Aufgabe 1 - Gib aus dem Ausgangstext über die Ausgaben des Jugendamts den Abschnitt wörtlich wieder, der mit den Worten "Sie stellt auch" beginnt und mit "der Bund gezahlt." endet.

Ausgangstext -
________________________________________
Sie stellt auch klar, dass kein deutsches Kind ein Platz in einer Wohngruppe oder einem Heim verweigert wurde, weil so viele junge Flüchtlinge kamen. Deshalb habe der Regionalverband ja die Erstunterkünfte eingerichtet. Spoo-Ludwig: "Jeder, der Hilfe braucht, bekommt sie auch." Das gelte ebenso für die Sprachförderung in Krippen und Kindergärten: Die komme den Kindern von Deutschen und Flüchtlingen gleichermaßen zugute. 950 000 Euro Personalkosten schlugen 2015 für die Betreuung der Flüchtlinge zu Buche. Die Kosten für Unterbringung und Versorgung übernehme seit 1. November das Land, zuvor habe der Bund gezahlt.

Insgesamt gibt das Jugendamt in diesem Jahr 106 Millionen Euro aus. Nach Angaben Spoo-Ludwigs steigen die Ausgaben für den Krippenausbau um 4,8 Millionen Euro und die Übernahme der Elterngebühren in Kitas und für die Nachmittagsbetreuung an Schulen um zwei Millionen Euro . "Das liegt unter anderem daran, dass mehr Leute zwar Arbeit haben, ihr Einkommen aber nicht zum Leben reicht." Deshalb bekommen sie noch Geld vom Jobcenter und hätten Anspruch auf eine Erstattung der Gebühren. Außerdem sei die Zahl der Plätze deutlich gestiegen. Der Ausbau der Kinderbetreuung ist noch aus einem anderen Grund wichtig: "Viele Flüchtlingsfamilien ziehen nach ihrer Anerkennung hierher und schicken ihre Kinder in die Kitas." Aber auch arme Familien kommen, weil sie die Anonymität der Stadt schätzen. Das schlägt sich alles in den Ausgaben des Jugendamts nieder. Umso wichtiger ist Spoo-Ludwig Folgendes: "Die Politik steht hinter uns."
________________________________________
Datensätze -
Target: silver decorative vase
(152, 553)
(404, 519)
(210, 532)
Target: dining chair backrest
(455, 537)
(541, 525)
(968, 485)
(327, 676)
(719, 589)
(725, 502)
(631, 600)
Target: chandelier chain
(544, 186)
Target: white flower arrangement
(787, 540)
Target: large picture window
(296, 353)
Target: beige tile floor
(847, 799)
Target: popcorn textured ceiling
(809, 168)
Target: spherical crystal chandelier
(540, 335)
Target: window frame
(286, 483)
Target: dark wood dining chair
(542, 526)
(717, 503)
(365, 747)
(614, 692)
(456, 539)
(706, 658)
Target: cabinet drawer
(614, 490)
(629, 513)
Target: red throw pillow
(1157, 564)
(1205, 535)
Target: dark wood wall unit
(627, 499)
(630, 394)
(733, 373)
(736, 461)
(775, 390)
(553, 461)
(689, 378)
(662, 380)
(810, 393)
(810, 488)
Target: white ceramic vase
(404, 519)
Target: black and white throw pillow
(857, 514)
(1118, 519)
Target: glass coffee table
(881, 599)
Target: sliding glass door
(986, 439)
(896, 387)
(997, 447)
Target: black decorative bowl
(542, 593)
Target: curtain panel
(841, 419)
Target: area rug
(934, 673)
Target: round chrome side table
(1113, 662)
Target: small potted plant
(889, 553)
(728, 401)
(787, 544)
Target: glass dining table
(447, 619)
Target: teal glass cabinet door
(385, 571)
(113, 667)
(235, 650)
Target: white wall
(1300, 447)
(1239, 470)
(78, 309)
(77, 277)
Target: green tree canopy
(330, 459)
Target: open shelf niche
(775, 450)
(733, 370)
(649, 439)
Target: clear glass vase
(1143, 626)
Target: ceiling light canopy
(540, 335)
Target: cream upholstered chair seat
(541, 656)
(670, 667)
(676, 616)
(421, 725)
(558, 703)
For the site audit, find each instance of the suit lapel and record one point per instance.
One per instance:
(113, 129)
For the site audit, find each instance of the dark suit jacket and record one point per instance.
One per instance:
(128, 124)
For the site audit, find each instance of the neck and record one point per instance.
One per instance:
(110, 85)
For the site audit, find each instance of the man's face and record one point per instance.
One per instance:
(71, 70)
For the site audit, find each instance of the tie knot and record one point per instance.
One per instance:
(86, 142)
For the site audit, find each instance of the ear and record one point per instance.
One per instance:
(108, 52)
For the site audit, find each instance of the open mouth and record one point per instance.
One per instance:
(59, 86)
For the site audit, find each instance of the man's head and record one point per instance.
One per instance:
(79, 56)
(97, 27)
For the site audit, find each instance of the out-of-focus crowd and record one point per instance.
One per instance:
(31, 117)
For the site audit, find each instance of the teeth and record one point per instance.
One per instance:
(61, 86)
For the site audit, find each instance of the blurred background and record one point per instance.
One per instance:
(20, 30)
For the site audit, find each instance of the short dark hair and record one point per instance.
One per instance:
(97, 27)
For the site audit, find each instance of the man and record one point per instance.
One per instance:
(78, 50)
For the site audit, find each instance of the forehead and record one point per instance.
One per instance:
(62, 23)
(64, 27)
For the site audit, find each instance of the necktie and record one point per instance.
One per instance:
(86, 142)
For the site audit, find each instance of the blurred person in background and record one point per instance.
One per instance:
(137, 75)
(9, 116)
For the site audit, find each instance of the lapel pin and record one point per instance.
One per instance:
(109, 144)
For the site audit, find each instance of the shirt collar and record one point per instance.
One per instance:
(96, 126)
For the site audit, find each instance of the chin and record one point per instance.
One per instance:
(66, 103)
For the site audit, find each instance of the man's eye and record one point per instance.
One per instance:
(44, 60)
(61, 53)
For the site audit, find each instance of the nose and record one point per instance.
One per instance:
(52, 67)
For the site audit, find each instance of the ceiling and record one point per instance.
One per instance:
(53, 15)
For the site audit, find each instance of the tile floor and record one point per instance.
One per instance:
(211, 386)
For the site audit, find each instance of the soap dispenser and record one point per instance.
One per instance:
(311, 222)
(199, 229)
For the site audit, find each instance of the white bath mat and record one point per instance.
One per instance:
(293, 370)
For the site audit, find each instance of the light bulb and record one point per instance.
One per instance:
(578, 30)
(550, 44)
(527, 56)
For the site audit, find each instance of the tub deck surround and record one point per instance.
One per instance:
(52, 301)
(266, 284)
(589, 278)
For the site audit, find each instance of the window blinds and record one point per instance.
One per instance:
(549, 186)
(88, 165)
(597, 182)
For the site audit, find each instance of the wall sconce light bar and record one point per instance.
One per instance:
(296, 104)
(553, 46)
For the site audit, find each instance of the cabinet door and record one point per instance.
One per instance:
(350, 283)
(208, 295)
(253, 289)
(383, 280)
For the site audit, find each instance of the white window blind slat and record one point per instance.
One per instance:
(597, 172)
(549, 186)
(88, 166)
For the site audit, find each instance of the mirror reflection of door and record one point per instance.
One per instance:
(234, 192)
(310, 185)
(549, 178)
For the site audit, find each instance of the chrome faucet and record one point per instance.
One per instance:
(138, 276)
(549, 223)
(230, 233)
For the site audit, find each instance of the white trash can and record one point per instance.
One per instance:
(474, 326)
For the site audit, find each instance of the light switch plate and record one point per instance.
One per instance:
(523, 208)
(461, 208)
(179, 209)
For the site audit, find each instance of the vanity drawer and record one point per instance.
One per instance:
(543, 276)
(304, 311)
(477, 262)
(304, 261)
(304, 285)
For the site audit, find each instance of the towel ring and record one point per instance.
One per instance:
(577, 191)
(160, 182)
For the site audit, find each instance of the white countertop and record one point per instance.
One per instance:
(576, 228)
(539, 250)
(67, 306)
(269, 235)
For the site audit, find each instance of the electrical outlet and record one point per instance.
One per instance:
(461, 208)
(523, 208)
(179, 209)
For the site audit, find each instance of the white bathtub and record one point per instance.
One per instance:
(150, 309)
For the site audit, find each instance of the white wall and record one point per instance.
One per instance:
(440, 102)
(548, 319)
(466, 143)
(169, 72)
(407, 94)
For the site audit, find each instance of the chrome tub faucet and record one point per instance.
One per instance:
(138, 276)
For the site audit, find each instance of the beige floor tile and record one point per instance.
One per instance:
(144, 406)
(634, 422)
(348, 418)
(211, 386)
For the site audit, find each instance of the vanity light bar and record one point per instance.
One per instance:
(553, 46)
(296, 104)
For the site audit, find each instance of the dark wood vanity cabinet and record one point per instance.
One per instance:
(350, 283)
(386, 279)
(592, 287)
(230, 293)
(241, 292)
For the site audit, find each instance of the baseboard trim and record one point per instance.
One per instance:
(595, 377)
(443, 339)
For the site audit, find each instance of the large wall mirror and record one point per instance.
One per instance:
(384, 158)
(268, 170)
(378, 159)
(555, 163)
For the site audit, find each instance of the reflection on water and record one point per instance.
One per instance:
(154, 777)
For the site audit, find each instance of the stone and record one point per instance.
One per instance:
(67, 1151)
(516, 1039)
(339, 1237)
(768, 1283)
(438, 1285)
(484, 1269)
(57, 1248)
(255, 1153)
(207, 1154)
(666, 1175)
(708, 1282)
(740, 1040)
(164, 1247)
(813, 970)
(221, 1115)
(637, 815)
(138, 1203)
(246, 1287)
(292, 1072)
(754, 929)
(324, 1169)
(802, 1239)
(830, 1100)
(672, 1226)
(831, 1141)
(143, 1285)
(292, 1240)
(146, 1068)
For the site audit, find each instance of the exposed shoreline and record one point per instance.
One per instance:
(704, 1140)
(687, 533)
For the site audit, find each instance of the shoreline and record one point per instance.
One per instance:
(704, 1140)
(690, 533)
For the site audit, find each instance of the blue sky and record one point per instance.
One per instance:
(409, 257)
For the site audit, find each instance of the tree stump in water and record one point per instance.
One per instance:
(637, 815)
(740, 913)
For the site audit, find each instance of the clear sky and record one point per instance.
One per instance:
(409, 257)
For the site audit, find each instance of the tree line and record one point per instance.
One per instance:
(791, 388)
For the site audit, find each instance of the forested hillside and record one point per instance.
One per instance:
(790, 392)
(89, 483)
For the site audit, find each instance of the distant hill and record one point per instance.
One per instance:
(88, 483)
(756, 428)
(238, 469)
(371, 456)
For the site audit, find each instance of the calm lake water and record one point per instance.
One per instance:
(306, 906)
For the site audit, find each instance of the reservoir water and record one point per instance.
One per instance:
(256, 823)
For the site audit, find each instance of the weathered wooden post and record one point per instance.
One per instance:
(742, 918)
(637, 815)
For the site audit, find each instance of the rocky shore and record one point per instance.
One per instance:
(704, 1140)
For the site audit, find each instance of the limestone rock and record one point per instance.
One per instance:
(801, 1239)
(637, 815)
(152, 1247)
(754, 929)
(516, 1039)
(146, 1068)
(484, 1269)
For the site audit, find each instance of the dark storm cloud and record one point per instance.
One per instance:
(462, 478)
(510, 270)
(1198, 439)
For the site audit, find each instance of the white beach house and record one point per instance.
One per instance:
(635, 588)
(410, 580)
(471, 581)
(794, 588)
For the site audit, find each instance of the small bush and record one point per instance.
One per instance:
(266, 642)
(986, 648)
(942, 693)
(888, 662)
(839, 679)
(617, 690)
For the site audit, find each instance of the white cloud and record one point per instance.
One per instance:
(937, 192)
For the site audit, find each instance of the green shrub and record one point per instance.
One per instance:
________________________________________
Aufgabe 2 - Skaliere in den Datensätzen den Abschnitt, der mit der Zeile beginnt, die "Target: spherical crystal chandelier" enthält, und mit der Zeile endet, die "(1205, 535)" enthält. Gib nur diese Zeilen einschließlich beider Enden vollständig wieder und multipliziere dabei jede Koordinate in den Antworten mit 1,25, gerundet auf ganze Zahlen, wobei Hälften aufgerundet werden.

Richtige Antwort 1 -
Sie stellt auch klar, dass kein deutsches Kind ein Platz in einer Wohngruppe oder einem Heim verweigert wurde, weil so viele junge Flüchtlinge kamen. Deshalb habe der Regionalverband ja die Erstunterkünfte eingerichtet. Spoo-Ludwig: "Jeder, der Hilfe braucht, bekommt sie auch." Das gelte ebenso für die Sprachförderung in Krippen und Kindergärten: Die komme den Kindern von Deutschen und Flüchtlingen gleichermaßen zugute. 950 000 Euro Personalkosten schlugen 2015 für die Betreuung der Flüchtlinge zu Buche. Die Kosten für Unterbringung und Versorgung übernehme seit 1. November das Land, zuvor habe der Bund gezahlt.

Richtige Antwort 2 -
Target: spherical crystal chandelier
(675, 419)
Target: window frame
(358, 604)
Target: dark wood dining chair
(678, 658)
(896, 629)
(456, 934)
(768, 865)
(570, 674)
(883, 823)
Target: cabinet drawer
(768, 613)
(786, 641)
Target: red throw pillow
(1446, 705)
(1506, 669)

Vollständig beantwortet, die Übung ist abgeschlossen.